* _WORK INSTRUCTIONS_:
A: Rewrite the Enrique Sapene profile from "- Website: http://www.enriquesapene.com/" up to and including "in Los Angeles.", putting "filmmaker" in place of "producer".
B: Copy the records word for word, starting with the line that contains "Find the tree trunk" and going through the end of the records, and leave out the pictures.

- Born: Enrique Luis Sapene August 4, 1983 (age 42) Caracas, Venezuela
- Occupations: Actor, producer
- Spouse: Danny Garcia (m. 2014 - 2026)
- Website: http://www.enriquesapene.com/

= Enrique Sapene =

Venezuelan actor

Enrique Luis Sapene (born August 4, 1983) is a Venezuelan actor and producer based in Los Angeles.

==Personal==
Enrique Sapene was born in Caracas, Venezuela. He comes from a family with a long lineage in Television which includes Marcel Granier and Eduardo Sapene from Venezuela's RCTV. Enrique Sapene grew up between Venezuela, France and the United States where he now resides.

While in the United States, Enrique attended the Lee Strasberg Theatre and Film Institute for method acting.

* _RECORDS FOR THE EXERCISE_:
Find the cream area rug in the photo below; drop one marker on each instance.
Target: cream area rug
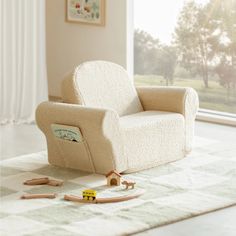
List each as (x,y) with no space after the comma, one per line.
(202,182)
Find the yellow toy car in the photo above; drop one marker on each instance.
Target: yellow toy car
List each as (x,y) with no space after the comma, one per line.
(89,194)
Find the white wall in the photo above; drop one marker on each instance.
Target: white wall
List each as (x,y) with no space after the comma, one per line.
(69,44)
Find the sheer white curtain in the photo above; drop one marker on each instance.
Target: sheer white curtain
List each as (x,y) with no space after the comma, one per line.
(23,81)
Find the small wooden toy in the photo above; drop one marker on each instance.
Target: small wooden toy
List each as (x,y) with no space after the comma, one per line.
(128,184)
(104,200)
(89,195)
(53,182)
(37,181)
(113,178)
(34,196)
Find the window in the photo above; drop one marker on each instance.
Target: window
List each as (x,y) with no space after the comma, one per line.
(188,43)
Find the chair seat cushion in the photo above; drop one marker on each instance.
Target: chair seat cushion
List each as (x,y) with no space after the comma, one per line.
(141,131)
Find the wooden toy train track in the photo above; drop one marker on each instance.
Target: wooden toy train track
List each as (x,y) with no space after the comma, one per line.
(104,200)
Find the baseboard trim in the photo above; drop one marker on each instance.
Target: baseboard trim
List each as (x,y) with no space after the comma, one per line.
(216,117)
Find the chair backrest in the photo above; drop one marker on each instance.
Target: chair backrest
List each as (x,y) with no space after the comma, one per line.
(104,85)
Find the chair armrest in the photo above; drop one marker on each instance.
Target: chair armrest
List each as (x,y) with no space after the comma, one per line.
(172,99)
(99,127)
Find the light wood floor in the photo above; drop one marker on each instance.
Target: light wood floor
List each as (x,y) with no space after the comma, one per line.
(23,139)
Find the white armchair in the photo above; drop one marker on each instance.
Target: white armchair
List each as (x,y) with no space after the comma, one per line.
(123,129)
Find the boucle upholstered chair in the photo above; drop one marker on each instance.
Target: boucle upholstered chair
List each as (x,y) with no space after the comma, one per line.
(123,128)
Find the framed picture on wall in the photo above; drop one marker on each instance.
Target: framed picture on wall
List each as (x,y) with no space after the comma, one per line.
(86,11)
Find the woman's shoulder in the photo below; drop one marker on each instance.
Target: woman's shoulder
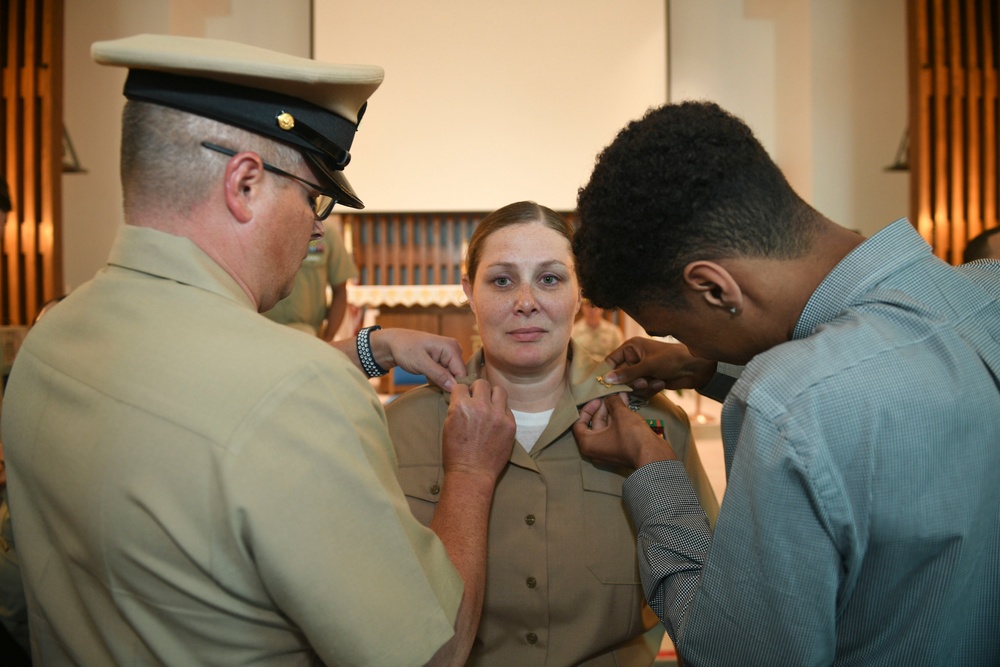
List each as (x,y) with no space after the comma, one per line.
(662,407)
(413,401)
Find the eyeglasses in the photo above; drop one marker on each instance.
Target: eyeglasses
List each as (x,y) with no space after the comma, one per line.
(322,203)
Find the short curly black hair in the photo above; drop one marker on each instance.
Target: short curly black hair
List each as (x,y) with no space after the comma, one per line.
(687,181)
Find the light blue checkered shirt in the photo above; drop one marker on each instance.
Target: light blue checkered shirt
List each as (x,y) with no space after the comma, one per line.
(861,519)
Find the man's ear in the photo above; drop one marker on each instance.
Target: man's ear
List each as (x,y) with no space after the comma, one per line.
(242,181)
(467,288)
(713,283)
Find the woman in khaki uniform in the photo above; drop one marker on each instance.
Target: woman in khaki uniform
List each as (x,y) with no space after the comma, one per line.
(562,581)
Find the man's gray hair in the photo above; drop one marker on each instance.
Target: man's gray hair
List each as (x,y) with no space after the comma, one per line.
(164,165)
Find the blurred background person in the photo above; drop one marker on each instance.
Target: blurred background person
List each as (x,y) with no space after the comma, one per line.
(594,333)
(562,581)
(327,266)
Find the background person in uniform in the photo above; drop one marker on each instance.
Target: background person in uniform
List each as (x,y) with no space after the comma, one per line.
(193,484)
(984,246)
(327,265)
(861,521)
(594,333)
(562,584)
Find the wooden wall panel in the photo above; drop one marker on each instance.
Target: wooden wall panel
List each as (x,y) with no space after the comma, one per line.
(31,156)
(953,55)
(411,248)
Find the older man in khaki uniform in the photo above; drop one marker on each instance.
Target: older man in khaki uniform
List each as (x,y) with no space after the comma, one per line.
(192,484)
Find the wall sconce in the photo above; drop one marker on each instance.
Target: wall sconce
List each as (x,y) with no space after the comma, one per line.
(902,161)
(71,164)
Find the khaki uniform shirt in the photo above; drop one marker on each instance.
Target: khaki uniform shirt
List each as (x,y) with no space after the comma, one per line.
(601,341)
(562,581)
(192,484)
(326,263)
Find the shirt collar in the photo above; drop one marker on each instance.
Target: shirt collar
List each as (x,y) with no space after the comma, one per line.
(871,262)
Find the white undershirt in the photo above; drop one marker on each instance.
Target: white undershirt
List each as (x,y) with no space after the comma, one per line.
(530,425)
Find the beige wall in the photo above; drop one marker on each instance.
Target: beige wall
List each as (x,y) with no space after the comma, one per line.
(822,82)
(486,103)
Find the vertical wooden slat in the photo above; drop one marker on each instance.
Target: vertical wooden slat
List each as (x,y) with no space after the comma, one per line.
(940,173)
(12,169)
(953,54)
(952,232)
(921,75)
(28,228)
(991,137)
(974,96)
(51,121)
(31,150)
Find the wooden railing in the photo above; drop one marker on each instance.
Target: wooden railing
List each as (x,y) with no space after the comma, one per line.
(410,248)
(954,174)
(31,148)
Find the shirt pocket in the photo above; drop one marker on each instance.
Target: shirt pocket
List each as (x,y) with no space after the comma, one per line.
(610,538)
(422,486)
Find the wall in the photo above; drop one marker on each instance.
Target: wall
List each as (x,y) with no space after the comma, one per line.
(485,103)
(822,82)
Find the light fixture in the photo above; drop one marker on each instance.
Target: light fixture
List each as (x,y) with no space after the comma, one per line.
(902,161)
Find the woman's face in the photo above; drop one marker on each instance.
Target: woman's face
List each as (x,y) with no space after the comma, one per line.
(525,297)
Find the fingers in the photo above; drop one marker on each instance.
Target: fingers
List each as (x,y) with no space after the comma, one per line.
(588,411)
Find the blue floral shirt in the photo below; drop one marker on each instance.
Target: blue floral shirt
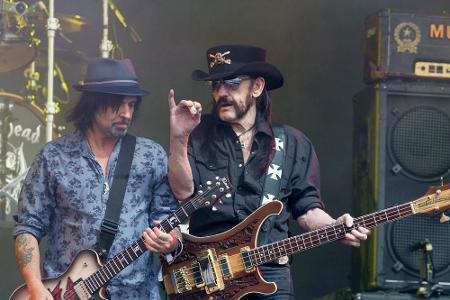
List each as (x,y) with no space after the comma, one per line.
(64,197)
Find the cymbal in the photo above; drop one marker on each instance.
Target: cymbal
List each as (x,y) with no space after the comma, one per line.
(69,57)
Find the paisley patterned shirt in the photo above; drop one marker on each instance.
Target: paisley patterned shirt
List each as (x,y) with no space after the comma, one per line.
(64,197)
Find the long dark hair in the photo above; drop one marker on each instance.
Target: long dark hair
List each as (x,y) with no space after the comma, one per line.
(83,113)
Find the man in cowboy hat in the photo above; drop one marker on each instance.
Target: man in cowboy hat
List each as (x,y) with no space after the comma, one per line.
(66,191)
(238,140)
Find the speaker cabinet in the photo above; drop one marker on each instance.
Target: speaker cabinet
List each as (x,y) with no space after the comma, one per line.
(401,147)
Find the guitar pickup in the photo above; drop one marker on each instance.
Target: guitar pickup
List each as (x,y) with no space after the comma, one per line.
(180,281)
(225,266)
(246,260)
(208,273)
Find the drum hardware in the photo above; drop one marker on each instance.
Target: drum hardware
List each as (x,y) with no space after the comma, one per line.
(106,45)
(17,42)
(18,8)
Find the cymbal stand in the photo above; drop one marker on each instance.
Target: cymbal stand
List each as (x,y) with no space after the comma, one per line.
(106,45)
(32,86)
(50,109)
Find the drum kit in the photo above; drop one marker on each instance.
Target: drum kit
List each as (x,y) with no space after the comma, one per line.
(22,116)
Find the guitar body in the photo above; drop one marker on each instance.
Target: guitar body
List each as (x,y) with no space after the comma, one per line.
(85,263)
(228,243)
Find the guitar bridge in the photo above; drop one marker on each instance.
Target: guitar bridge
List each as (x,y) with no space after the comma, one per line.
(207,272)
(246,260)
(180,280)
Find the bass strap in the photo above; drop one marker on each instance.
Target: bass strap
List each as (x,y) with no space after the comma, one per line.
(110,222)
(272,181)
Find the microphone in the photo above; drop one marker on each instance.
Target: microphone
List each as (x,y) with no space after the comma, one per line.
(18,7)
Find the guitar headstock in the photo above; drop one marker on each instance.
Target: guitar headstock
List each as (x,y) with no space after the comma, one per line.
(212,192)
(435,200)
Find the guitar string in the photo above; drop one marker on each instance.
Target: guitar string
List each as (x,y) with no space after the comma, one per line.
(392,214)
(196,199)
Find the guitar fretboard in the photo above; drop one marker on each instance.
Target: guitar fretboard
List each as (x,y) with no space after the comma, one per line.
(119,262)
(270,252)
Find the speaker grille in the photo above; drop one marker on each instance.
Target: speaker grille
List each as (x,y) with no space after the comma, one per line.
(408,232)
(420,143)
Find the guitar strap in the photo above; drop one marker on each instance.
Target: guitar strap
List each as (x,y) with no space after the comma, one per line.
(272,182)
(110,222)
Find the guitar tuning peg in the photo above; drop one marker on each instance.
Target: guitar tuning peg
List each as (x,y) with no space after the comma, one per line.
(444,218)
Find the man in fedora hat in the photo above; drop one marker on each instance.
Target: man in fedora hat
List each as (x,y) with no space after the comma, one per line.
(238,140)
(65,194)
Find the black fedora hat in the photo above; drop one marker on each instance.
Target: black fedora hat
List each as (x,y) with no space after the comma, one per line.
(229,61)
(111,76)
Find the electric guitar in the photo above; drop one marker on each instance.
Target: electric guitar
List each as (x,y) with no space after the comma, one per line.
(226,265)
(87,276)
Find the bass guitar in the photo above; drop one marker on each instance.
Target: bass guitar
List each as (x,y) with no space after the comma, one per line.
(87,276)
(225,265)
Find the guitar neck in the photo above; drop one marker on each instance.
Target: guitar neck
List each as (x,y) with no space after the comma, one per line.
(120,261)
(308,240)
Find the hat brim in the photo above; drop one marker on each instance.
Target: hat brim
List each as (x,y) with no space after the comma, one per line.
(273,77)
(114,90)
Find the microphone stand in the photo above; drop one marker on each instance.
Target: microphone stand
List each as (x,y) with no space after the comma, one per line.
(427,288)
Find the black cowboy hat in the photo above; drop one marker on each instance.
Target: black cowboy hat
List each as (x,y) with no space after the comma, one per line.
(111,76)
(229,61)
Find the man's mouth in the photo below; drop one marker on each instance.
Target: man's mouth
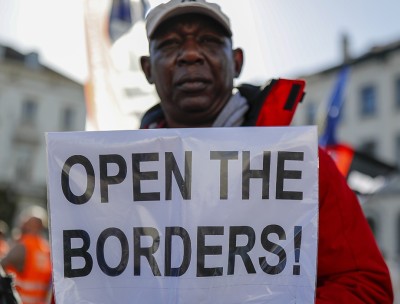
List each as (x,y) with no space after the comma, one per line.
(192,84)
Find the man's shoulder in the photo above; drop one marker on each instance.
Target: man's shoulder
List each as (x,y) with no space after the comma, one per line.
(274,103)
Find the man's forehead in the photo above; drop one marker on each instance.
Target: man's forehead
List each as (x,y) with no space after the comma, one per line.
(204,22)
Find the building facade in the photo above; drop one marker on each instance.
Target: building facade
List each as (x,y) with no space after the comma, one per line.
(369,122)
(34,99)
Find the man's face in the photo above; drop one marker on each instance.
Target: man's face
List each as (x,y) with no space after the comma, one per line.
(192,65)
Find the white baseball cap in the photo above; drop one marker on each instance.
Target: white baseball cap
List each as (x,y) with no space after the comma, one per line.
(174,8)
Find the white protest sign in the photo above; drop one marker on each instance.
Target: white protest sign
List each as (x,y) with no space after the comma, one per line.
(213,215)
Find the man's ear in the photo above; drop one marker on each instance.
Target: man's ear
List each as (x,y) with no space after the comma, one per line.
(238,60)
(146,68)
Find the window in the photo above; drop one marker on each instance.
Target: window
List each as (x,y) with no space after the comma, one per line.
(23,162)
(397,92)
(29,111)
(67,119)
(368,101)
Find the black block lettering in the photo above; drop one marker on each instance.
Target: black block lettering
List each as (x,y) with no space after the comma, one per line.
(82,252)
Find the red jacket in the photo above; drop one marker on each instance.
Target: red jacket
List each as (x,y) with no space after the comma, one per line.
(351,268)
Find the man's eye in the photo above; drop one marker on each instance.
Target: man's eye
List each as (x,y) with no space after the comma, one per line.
(168,43)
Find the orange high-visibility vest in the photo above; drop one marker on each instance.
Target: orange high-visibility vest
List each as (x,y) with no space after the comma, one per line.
(34,282)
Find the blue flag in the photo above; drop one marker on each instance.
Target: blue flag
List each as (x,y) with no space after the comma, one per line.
(120,18)
(334,108)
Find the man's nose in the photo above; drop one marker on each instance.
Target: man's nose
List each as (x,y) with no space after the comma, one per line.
(190,52)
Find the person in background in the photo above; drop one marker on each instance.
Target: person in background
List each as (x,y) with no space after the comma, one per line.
(193,65)
(29,259)
(4,247)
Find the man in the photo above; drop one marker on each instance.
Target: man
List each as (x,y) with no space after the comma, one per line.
(29,259)
(192,66)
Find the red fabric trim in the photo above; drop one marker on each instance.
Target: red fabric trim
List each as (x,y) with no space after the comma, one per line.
(273,112)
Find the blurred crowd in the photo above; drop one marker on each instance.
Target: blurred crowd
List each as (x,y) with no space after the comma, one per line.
(25,258)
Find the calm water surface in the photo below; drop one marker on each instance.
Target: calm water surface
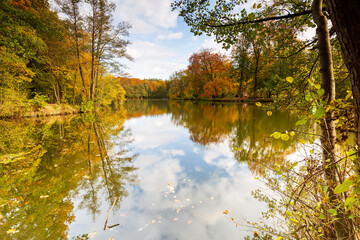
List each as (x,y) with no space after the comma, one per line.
(169,169)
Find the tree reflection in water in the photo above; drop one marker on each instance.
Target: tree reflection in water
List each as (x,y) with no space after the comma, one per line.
(43,165)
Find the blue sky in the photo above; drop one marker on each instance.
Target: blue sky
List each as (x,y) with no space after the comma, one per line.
(161,42)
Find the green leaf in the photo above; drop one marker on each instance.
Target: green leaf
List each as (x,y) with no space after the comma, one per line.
(301,122)
(251,16)
(333,211)
(285,137)
(308,97)
(345,186)
(349,202)
(319,112)
(289,79)
(294,220)
(276,135)
(320,92)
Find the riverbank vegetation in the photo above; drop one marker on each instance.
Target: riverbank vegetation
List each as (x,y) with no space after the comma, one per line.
(59,61)
(319,195)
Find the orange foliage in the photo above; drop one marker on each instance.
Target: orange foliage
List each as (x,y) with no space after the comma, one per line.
(209,75)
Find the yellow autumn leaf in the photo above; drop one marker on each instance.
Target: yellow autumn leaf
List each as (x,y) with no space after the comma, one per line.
(10,231)
(289,79)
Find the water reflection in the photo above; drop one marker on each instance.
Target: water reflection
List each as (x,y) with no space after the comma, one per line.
(172,166)
(46,165)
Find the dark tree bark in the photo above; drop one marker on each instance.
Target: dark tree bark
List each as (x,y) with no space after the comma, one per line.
(345,17)
(342,225)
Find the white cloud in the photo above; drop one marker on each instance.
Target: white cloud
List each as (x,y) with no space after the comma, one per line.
(152,60)
(146,15)
(146,50)
(170,36)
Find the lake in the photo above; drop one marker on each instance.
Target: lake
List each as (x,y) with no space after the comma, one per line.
(154,169)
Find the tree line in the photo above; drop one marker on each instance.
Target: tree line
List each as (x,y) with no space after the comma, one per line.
(68,60)
(320,199)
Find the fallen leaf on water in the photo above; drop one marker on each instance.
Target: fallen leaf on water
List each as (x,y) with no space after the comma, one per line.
(92,235)
(10,231)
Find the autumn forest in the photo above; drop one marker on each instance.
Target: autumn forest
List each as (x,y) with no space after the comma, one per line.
(292,91)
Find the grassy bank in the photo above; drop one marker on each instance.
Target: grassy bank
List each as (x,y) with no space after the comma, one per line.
(45,110)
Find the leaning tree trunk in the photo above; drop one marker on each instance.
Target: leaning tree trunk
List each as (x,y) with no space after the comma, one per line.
(345,17)
(341,224)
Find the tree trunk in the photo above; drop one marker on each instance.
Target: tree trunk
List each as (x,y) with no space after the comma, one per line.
(328,133)
(345,17)
(76,32)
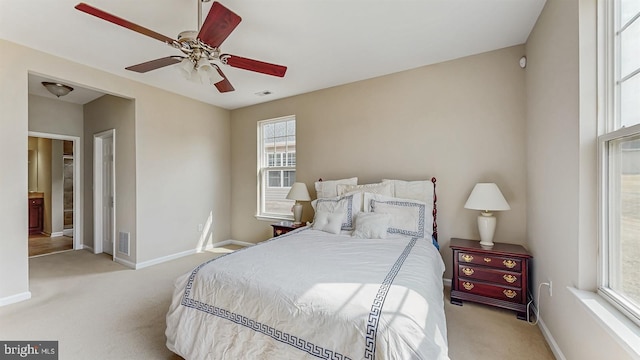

* _FINAL ANSWERS_:
A:
- Website: http://www.enriquesapene.com/

= Enrique Sapene =

Venezuelan actor

Enrique Luis Sapene (born August 4, 1983) is a Venezuelan actor and filmmaker based in Los Angeles.

B:
Find the tree trunk in the photo above; drop one marker on each instance.
Target: tree trunk
List each as (x,y) with no space after the comma, one per line.
(328,133)
(345,17)
(76,32)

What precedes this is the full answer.